Article:
'''
Yeah, I know. Part of the reason I went with playsand is I can't find anyplace around here that sells sandblasting media. I read quite a bit on the internet about the silica issue, if I'm understanding all the stats correctly from the government study, out of 100,000 people in the study that sandblast for a living all day every day 14 died from what "may" have been caused by the silica. I figure my odds are pretty good just doing this one project, and I am wearing a resperator. I'm only using it on the spots that are hard to get to with my angle grinder too. The grinder is way faster.


----------



## rubbin butts

Bubbonehead said:


> Yeah, I know. Part of the reason I went with playsand is I can't find anyplace around here that sells sandblasting media. I read quite a bit on the internet about the silica issue, if I'm understanding all the stats correctly from the government study, out of 100,000 people in the study that sandblast for a living all day every day 14 died from what "may" have been caused by the silica. I figure my odds are pretty good just doing this one project, and I am wearing a resperator. I'm only using it on the spots that are hard to get to with my angle grinder too. The grinder is way faster.


Sandblasting sand is also silica, best bet is just to use your respirator, it will stop you from inhaling the silica particles.

Bottom line is you don't want to inhale particles of anything.It's just like everything else, you can be killed walking across the street also.

The best warning is to use common sense.


----------



## shoneyboy

One fine build !!! If you can fine sugar sand, it will work great in that sand blaster.....That's what I have been using in mine.....


----------



## bubbonehead

Finally got some paint on this thing! Went with my first idea.

First I needed to add a way to shut off this hole once my fire is started.







Closed







Open







I could ony find the high temp stuff in a rattle can locally. The pattern is soooo small it's very difficult to get a smooth lay down. Hopefully it will last long enough to make it worth it.







still got fenders, lights and a little sumpen I been thinkin bout after seeing Dragon Breath's letters. It's gonbe cool fykin doit.


----------



## clyde79

great job on the build.very nice use of heavy steel


----------



## clyde79

when you fire up that beast are you relying on the internal dampers or the firebox dampers to maintain your heat


----------



## bubbonehead

Honestly a combination of both. Mostly I can control temp with the air inlet dampeners. Secondly I'll use the one between the firebox and the cook chamber. I've only necked down the exhaust dampener a couple times just experimenting. I've only cooked on it twice so far. I wanted to be sure that I had more adjustability than I would probably really need. Hard to add more after the fact if I realized I didn't have enough of something, easy to adjust something down if you don't really need it.


----------



## rubbin butts

*Paint job looks great,*

*Some nice wheels along with the fenders would really set it off.*

*Are you planning on a work shelf below the door.*


----------



## solaryellow

Very nice job Bubbonehead! I really like the weed burner port on the firebox and am thinking about adding one to mine.
'''
Given records:
'''
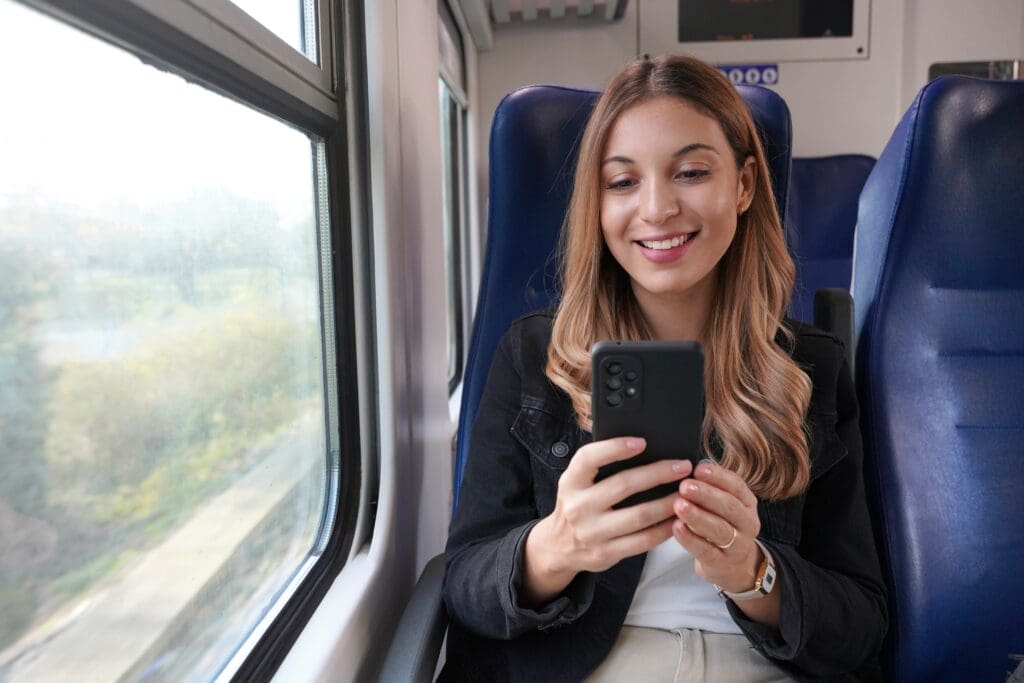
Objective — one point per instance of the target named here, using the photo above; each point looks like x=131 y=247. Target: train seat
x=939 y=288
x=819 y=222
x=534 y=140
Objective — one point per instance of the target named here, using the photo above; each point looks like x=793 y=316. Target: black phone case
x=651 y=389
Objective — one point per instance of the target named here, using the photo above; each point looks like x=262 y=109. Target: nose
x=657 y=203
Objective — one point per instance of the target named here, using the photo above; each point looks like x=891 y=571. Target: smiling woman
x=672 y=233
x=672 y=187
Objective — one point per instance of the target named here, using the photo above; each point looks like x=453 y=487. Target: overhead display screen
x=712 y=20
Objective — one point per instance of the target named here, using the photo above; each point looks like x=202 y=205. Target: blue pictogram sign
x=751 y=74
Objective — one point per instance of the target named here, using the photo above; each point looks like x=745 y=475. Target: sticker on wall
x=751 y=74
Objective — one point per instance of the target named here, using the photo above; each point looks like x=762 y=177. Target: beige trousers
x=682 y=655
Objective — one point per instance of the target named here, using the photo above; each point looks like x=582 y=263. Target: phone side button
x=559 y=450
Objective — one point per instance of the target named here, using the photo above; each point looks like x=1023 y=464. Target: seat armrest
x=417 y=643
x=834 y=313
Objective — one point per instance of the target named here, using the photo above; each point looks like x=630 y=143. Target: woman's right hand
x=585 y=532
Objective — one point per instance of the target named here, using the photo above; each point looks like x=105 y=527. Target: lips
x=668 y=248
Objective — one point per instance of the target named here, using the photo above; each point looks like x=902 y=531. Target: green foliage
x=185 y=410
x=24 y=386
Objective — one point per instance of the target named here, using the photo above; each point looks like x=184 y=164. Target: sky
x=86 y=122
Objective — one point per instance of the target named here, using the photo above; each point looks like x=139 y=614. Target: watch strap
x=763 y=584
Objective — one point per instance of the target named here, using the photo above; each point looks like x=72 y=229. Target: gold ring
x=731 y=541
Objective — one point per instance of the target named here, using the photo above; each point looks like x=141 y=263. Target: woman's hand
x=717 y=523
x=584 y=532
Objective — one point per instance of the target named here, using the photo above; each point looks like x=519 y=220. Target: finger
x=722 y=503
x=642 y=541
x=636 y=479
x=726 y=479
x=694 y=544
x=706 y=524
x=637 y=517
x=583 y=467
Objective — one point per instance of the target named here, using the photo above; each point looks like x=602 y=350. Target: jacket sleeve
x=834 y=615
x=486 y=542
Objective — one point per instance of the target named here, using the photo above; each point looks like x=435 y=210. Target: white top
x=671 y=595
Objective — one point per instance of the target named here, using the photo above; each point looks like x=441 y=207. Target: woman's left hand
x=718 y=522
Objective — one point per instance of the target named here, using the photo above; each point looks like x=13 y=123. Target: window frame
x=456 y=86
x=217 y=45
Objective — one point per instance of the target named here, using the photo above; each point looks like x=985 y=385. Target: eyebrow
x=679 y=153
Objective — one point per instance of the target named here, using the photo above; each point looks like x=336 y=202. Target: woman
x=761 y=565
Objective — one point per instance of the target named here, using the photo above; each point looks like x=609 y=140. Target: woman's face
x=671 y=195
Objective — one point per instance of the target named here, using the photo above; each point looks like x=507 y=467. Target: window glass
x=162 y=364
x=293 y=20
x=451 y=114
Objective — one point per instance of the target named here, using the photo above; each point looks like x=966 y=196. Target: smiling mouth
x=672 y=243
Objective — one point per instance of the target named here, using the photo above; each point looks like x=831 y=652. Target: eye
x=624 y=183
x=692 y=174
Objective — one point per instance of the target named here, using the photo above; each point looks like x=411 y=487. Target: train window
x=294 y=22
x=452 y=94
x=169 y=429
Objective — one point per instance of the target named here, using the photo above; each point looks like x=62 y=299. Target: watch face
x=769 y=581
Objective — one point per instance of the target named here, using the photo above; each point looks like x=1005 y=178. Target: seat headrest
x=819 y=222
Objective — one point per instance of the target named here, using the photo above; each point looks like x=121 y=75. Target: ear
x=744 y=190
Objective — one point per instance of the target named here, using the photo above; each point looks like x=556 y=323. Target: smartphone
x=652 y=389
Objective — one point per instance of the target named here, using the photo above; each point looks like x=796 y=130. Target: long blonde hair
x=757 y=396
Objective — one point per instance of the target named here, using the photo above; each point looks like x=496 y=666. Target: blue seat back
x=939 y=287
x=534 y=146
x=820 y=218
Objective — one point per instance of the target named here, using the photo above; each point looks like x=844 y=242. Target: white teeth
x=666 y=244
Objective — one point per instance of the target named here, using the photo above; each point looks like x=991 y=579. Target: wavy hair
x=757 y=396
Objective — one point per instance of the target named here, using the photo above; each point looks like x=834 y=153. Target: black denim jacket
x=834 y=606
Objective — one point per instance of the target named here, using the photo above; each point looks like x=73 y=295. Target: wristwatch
'''
Tasks:
A – Summarize the forum thread in two sentences.
B – List every username that appears as a post header in the forum thread, each one only once.

Completed exercise:
A – Bubbonehead uses play sand in his sand blaster because he can't find sandblasting media locally and wears a respirator, and a reply points out that sandblasting sand is also silica and advises sticking with the respirator. He later shows the build painted with high-temp paint from a rattle can and says he controls temperature mostly with the air inlet dampers and secondly with the damper between the firebox and the cook chamber, while other members praise the build.

B –
rubbin butts
shoneyboy
bubbonehead
clyde79
solaryellow